Direction: Rescale the lines from the line with "Give the mask of every instance of the dark" to the line with "415), (665, 369)]", both included, and write them out again with their requests. Multiply every coordinate in the answers by 0.9 and round to whole numbers with halves going up, leaving the requests and their format samples unchanged.

(Records from a collection)
....................
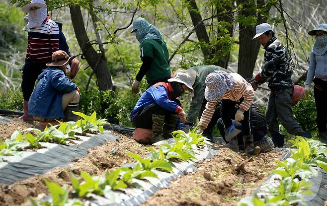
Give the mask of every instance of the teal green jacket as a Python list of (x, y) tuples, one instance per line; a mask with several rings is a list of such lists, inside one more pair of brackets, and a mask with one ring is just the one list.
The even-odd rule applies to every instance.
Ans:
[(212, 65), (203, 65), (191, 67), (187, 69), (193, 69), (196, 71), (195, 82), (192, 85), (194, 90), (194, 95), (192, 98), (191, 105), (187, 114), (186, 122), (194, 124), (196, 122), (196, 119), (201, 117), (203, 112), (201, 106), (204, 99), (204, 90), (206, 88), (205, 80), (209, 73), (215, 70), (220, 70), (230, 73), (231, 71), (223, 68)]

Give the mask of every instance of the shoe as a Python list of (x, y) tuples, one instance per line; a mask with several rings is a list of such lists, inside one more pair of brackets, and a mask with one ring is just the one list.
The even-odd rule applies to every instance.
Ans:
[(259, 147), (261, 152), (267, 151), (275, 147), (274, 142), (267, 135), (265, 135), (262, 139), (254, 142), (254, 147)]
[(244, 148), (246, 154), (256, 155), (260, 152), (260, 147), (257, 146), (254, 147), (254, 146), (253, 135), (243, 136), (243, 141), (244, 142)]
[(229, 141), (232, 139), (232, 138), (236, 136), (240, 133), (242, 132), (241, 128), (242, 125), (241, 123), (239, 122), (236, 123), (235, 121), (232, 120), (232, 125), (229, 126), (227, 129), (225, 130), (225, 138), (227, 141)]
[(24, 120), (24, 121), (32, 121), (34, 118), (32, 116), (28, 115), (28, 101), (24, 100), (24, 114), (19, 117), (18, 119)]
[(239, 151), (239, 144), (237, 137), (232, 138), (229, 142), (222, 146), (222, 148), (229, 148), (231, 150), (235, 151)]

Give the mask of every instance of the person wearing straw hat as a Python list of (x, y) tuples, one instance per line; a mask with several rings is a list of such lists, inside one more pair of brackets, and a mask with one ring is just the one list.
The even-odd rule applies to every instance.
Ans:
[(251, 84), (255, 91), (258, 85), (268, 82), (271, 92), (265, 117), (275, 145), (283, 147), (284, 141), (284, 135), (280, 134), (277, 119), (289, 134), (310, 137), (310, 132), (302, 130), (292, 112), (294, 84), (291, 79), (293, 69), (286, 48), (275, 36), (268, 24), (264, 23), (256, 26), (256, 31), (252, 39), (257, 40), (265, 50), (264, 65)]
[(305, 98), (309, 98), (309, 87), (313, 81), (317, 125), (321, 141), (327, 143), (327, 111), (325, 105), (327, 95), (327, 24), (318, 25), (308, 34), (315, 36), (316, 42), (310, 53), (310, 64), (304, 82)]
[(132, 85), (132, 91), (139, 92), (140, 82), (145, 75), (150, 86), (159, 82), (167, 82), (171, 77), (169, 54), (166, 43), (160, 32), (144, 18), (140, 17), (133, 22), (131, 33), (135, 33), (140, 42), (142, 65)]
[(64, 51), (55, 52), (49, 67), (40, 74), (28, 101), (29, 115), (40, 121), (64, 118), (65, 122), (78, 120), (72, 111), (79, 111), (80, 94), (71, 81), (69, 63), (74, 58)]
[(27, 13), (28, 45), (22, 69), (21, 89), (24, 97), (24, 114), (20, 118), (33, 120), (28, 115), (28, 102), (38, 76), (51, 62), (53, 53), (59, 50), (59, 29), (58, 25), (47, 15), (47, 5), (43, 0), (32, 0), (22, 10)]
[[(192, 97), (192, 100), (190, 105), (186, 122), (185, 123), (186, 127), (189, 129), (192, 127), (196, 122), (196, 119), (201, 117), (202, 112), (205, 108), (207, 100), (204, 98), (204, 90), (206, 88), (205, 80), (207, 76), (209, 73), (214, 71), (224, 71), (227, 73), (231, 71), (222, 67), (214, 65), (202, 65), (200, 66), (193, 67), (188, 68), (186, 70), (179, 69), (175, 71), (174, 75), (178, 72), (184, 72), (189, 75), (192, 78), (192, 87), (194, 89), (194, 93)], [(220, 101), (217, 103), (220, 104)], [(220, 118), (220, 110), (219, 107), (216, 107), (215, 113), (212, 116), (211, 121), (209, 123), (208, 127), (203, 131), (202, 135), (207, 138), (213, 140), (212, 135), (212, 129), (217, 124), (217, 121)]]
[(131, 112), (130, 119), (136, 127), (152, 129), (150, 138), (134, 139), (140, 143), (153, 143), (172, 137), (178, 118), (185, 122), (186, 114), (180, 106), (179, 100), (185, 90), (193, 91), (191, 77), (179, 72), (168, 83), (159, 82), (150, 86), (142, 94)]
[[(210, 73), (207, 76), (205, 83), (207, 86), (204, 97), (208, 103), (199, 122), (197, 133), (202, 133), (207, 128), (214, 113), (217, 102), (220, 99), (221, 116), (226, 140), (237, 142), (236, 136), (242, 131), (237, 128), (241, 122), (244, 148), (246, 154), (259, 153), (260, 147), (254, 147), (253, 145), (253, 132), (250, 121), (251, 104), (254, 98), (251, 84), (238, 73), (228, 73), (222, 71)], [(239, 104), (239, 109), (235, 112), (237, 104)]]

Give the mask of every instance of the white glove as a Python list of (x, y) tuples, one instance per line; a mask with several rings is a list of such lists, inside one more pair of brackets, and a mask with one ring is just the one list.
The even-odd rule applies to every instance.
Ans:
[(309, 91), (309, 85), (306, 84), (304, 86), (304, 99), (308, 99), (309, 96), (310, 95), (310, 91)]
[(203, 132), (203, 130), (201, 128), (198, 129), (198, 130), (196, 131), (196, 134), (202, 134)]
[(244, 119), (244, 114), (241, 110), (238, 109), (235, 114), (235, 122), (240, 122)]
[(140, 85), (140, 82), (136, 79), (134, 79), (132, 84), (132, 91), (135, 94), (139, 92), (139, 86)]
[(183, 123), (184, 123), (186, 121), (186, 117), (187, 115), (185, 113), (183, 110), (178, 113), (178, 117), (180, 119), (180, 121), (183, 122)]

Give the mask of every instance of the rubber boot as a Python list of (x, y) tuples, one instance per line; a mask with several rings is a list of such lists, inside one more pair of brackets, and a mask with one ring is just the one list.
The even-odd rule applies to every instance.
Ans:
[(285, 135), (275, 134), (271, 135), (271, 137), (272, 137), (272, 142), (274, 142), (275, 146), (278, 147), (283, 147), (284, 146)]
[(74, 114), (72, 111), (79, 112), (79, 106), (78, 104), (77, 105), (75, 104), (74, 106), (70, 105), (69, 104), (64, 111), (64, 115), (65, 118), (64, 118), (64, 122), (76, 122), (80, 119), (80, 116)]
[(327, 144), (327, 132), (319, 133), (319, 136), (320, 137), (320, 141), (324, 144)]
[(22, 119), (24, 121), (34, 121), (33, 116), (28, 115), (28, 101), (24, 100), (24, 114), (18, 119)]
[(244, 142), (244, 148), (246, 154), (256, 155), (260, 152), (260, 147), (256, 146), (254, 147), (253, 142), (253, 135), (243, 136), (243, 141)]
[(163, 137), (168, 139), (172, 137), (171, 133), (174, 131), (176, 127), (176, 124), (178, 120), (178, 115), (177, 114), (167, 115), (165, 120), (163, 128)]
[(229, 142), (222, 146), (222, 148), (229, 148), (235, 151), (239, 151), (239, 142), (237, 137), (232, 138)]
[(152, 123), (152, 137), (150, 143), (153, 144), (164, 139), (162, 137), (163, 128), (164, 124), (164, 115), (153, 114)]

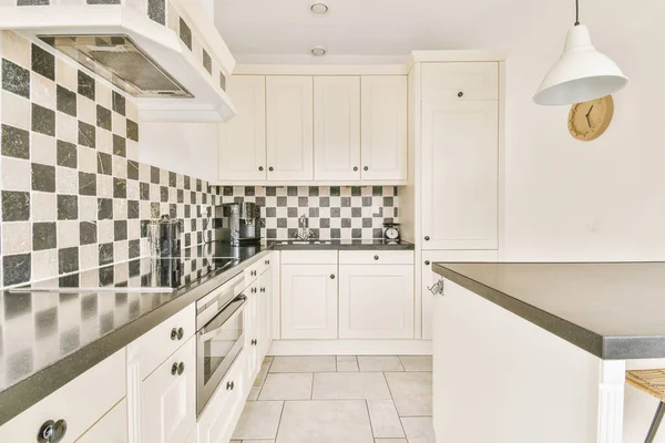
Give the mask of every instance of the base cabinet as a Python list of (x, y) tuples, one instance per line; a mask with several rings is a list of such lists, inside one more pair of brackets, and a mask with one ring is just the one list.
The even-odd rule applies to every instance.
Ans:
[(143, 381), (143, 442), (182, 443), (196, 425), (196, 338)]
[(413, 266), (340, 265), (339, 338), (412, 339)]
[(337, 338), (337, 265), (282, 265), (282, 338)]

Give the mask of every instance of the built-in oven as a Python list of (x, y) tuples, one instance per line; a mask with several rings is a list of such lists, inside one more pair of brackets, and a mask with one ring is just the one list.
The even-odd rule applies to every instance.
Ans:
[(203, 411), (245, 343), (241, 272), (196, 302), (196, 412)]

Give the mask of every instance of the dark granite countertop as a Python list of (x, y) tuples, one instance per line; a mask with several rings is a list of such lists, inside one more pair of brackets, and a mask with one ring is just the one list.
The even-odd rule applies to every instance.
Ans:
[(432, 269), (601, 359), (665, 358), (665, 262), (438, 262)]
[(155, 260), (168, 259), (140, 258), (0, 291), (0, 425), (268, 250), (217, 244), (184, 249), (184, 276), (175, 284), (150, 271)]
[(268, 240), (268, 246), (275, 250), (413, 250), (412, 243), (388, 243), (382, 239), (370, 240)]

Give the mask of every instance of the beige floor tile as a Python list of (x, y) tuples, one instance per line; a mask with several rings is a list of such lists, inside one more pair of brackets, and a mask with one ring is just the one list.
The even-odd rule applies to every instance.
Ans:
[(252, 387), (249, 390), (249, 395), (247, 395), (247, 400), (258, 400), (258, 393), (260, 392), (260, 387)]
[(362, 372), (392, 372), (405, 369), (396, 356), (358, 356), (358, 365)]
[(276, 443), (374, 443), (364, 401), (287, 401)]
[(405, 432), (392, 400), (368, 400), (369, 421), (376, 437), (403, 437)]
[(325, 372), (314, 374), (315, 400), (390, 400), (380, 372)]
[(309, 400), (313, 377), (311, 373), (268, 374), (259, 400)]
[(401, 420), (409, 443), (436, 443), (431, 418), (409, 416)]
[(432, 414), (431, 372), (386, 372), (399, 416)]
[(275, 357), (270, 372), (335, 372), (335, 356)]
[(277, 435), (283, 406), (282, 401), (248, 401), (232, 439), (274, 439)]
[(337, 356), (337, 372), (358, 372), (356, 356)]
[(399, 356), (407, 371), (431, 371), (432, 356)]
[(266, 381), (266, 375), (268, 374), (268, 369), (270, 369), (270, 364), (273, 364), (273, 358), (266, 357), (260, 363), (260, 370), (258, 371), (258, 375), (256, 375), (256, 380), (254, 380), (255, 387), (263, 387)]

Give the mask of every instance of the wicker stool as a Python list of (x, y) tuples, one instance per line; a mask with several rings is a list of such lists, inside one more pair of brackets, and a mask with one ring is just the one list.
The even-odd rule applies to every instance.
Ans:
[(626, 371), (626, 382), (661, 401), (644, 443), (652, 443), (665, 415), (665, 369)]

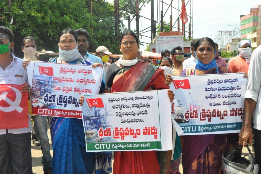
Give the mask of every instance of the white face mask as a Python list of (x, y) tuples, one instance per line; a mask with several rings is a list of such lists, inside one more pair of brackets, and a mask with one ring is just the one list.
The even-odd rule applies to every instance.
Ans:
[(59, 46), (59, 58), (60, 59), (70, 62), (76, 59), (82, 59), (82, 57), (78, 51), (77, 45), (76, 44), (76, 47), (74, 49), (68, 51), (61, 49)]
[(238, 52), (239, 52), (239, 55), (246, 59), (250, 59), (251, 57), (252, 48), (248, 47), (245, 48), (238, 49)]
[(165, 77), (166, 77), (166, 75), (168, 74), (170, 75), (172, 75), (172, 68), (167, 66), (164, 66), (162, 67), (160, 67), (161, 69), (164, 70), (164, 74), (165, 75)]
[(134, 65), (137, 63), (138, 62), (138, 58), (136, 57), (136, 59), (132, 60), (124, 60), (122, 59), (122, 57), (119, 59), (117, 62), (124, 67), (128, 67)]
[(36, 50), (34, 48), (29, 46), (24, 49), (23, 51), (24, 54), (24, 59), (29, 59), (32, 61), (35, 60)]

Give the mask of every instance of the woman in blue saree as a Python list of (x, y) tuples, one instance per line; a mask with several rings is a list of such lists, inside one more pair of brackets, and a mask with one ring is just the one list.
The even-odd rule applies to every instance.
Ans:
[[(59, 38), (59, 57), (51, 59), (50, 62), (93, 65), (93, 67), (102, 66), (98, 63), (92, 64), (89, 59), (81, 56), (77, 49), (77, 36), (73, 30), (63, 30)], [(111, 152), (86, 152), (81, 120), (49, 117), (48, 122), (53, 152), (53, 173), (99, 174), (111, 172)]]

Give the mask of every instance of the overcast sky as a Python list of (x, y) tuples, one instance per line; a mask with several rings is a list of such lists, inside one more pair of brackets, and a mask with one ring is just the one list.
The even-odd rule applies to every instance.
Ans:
....................
Exercise output:
Give the mask of every instance of the dark granite countertop as a Python list of (x, y) tuples, one instance per line; a mask with several rings is a list of such lists, inside one more pair of brackets, and a mask with one ring is just the one list.
The even-odd rule applies to every instance.
Ans:
[(389, 242), (541, 323), (599, 322), (599, 236), (394, 236)]
[(140, 234), (151, 233), (126, 232), (0, 262), (0, 383), (241, 225), (195, 220), (166, 224), (166, 248), (158, 256), (135, 244)]
[(241, 216), (241, 221), (248, 225), (372, 225), (371, 219), (349, 219), (344, 215), (333, 216)]

Give the mask of every instance of the beige floor tile as a Python list of (x, y) tuples, one instance per line; a mask with several rings is a list of such lists, inside one more pair of brackets, and a mask with one ring is just the one list.
The even-odd rule applies to every instance.
Ans:
[(227, 348), (224, 351), (224, 356), (222, 356), (222, 360), (232, 360), (232, 354), (234, 353), (234, 348)]
[(326, 335), (353, 335), (365, 332), (356, 320), (322, 320), (322, 329)]
[(248, 399), (337, 399), (328, 361), (258, 361)]
[(365, 389), (353, 360), (331, 360), (332, 379), (338, 393), (363, 393)]
[(293, 335), (283, 337), (284, 360), (351, 360), (342, 335)]
[(278, 360), (282, 339), (280, 336), (241, 337), (233, 360)]
[(361, 378), (368, 399), (392, 399), (388, 376), (368, 374)]
[(389, 373), (388, 335), (347, 335), (359, 374)]
[(248, 321), (243, 335), (302, 335), (302, 320)]
[(249, 392), (255, 365), (254, 361), (223, 361), (209, 395), (247, 395)]
[(303, 320), (303, 335), (322, 335), (320, 320)]
[(359, 320), (366, 334), (388, 334), (389, 320)]
[(239, 343), (239, 338), (241, 337), (241, 332), (243, 332), (243, 328), (246, 328), (246, 322), (239, 321), (234, 327), (234, 333), (232, 334), (232, 338), (230, 338), (230, 342), (229, 342), (230, 348), (237, 348)]

Give the mask of every instance of the wicker stool as a Python list of (x, y) tuples, one instance per line; a mask with several rings is a list of such lists, inside one more pair of brackets, and a mask with one ring is just the one list.
The even-odd rule applies to every instance.
Ans:
[(563, 334), (563, 344), (595, 361), (580, 399), (587, 399), (599, 374), (599, 332)]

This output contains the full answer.